§ **EXERCISE GOAL**
In the court opinion excerpt, which assigned error makes the argument that Bailey's convictions were against the manifest weight of the evidence?

As such, after viewing the evidence in a light most favorable to the prosecution, any

rational trier of fact could have found the essential elements of the charged crimes proven

beyond a reasonable doubt. Accordingly, we overrule the fifth assigned error.



                            Manifest Weight of the Evidence

      {¶35} In the sixth assigned error, Bailey argues his convictions were against the

manifest weight of the evidence.

      {¶36} In State v. Wilson, 113 Ohio St.3d 382, 2007-Ohio-2202, 865 N.E.2d 1264,

the Ohio Supreme Court restated the standard of review for a criminal manifest weight

challenge as follows:

      The criminal manifest-weight-of-the-evidence standard was explained in
      State v. Thompkins, 78 Ohio St.3d 380, 1997 Ohio 52, 678 N.E.2d 541.

§ **INFORMATION SUPPLIED**
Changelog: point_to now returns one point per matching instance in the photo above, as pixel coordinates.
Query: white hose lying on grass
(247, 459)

§ **COMPLETED TASK**
The sixth assigned error.